→ AIM OF THE TASK: Rename "teal wall" to "turquoise wall" in the listing lines between the line holding "blue fleece jacket?" and the line holding "[0,122,747,449]", inclusive, and give those lines again with everything else unchanged.

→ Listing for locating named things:
──────
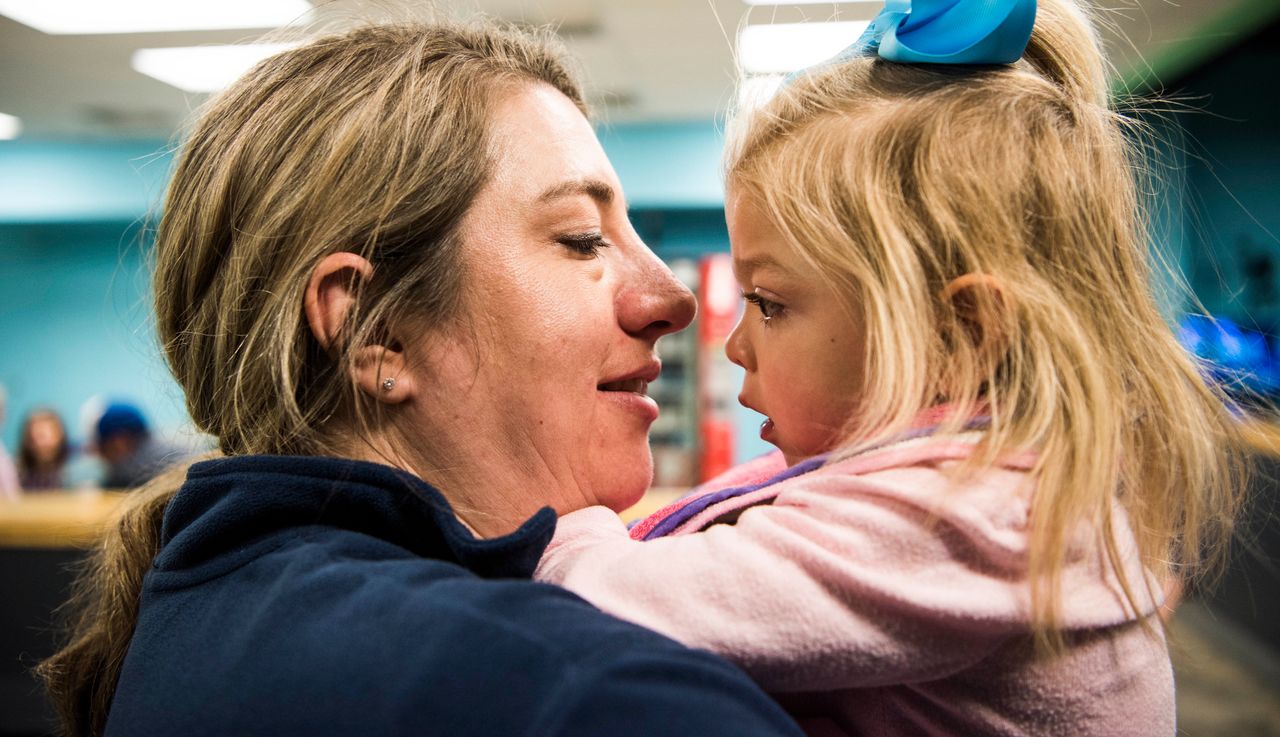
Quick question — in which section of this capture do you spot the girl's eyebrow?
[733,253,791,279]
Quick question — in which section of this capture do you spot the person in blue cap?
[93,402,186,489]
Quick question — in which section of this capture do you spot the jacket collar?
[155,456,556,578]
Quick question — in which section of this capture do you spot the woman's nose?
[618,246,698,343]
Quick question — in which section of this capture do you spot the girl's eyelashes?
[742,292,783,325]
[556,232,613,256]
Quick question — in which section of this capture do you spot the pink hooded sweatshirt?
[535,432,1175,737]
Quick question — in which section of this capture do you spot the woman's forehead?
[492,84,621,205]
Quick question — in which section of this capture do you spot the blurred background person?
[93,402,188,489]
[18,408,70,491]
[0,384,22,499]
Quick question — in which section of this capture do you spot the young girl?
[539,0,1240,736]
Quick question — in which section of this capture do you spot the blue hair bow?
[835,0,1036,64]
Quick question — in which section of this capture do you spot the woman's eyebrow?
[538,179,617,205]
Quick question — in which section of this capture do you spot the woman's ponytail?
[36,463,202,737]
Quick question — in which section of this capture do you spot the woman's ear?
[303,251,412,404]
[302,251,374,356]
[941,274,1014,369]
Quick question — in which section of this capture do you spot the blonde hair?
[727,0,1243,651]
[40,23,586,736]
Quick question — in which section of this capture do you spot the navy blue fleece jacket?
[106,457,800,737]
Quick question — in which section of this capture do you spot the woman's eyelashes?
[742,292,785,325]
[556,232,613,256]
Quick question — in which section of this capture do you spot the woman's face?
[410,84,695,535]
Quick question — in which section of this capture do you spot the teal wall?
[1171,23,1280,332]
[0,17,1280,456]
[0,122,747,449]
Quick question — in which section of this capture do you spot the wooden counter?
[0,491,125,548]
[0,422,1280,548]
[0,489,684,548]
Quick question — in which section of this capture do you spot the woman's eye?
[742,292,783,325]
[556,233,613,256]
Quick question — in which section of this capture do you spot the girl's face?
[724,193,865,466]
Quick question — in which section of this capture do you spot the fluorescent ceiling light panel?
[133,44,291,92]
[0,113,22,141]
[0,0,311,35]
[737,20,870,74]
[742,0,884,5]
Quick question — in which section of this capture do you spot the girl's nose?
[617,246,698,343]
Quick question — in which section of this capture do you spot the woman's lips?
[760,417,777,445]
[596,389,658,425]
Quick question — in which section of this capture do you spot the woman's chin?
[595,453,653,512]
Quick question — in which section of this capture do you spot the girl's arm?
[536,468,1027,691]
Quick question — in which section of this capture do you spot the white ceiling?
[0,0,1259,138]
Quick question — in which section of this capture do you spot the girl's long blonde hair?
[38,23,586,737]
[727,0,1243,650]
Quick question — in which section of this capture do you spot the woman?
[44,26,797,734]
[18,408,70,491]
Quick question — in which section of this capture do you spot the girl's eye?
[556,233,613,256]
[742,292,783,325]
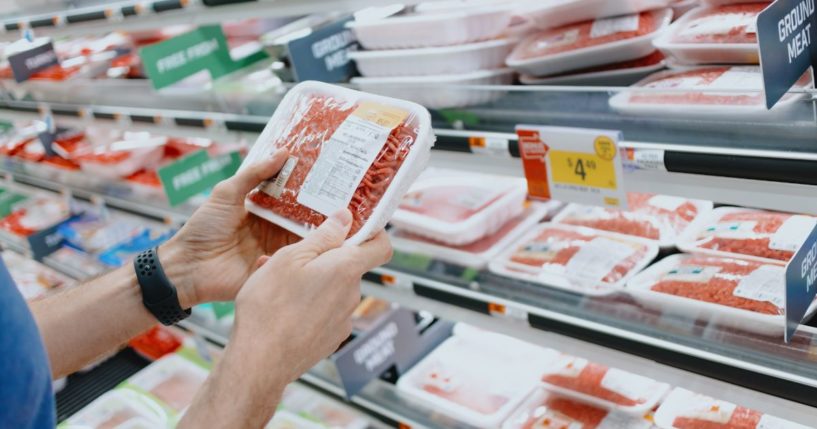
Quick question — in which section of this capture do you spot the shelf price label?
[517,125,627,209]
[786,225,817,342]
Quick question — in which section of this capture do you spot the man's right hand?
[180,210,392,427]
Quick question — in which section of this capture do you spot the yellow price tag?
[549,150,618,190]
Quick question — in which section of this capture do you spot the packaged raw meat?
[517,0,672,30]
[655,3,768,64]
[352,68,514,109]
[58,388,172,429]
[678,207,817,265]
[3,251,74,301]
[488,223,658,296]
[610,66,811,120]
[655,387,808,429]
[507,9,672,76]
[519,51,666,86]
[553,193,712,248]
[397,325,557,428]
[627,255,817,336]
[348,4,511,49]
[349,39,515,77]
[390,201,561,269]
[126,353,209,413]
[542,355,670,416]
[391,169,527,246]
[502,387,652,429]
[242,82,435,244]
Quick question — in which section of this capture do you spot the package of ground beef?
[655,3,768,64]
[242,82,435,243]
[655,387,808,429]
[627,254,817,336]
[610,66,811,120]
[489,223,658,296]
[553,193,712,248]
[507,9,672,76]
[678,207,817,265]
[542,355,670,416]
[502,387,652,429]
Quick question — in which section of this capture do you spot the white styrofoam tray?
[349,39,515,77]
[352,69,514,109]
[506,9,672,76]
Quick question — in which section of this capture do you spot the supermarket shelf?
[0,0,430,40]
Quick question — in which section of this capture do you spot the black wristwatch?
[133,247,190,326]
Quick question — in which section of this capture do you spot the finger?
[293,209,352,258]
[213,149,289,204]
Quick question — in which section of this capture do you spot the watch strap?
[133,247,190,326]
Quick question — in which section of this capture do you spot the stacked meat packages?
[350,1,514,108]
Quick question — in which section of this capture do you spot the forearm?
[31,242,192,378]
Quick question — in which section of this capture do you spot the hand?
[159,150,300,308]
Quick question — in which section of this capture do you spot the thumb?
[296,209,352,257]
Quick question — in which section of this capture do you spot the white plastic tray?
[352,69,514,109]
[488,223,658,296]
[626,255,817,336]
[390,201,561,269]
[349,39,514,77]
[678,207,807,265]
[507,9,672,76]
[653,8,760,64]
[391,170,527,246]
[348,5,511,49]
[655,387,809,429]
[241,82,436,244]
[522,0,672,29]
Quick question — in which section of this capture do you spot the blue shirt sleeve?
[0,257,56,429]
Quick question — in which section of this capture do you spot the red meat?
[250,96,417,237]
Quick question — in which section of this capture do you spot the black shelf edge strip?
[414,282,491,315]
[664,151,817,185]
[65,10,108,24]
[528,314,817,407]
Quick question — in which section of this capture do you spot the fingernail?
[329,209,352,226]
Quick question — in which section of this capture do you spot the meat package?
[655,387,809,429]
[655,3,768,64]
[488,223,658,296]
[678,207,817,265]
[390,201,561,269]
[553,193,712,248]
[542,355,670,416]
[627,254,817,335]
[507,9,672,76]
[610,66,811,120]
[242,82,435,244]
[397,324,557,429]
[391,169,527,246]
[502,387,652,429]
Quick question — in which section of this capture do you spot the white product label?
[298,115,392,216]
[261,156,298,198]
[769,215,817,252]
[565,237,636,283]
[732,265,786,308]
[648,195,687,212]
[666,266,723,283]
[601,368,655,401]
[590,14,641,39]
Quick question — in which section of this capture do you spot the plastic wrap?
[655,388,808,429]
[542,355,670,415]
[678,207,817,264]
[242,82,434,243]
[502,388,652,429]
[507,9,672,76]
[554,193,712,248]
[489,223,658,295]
──────
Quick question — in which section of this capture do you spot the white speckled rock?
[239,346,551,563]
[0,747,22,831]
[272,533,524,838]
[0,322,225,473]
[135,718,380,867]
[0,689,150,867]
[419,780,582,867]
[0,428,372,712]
──────
→ TASK RESPONSE:
Quick question — in which section of this capture do you spot the navy blue fleece jacket?
[106,457,800,737]
Quick question — in which section of this capture do you spot the woman's eyelashes?
[742,292,785,325]
[556,232,613,256]
Quick question — in which section of this capture do you spot the woman's face?
[410,84,695,535]
Quick question — in which section of this capture do you spot the turquoise wall?
[1171,23,1280,332]
[0,17,1280,456]
[0,122,747,449]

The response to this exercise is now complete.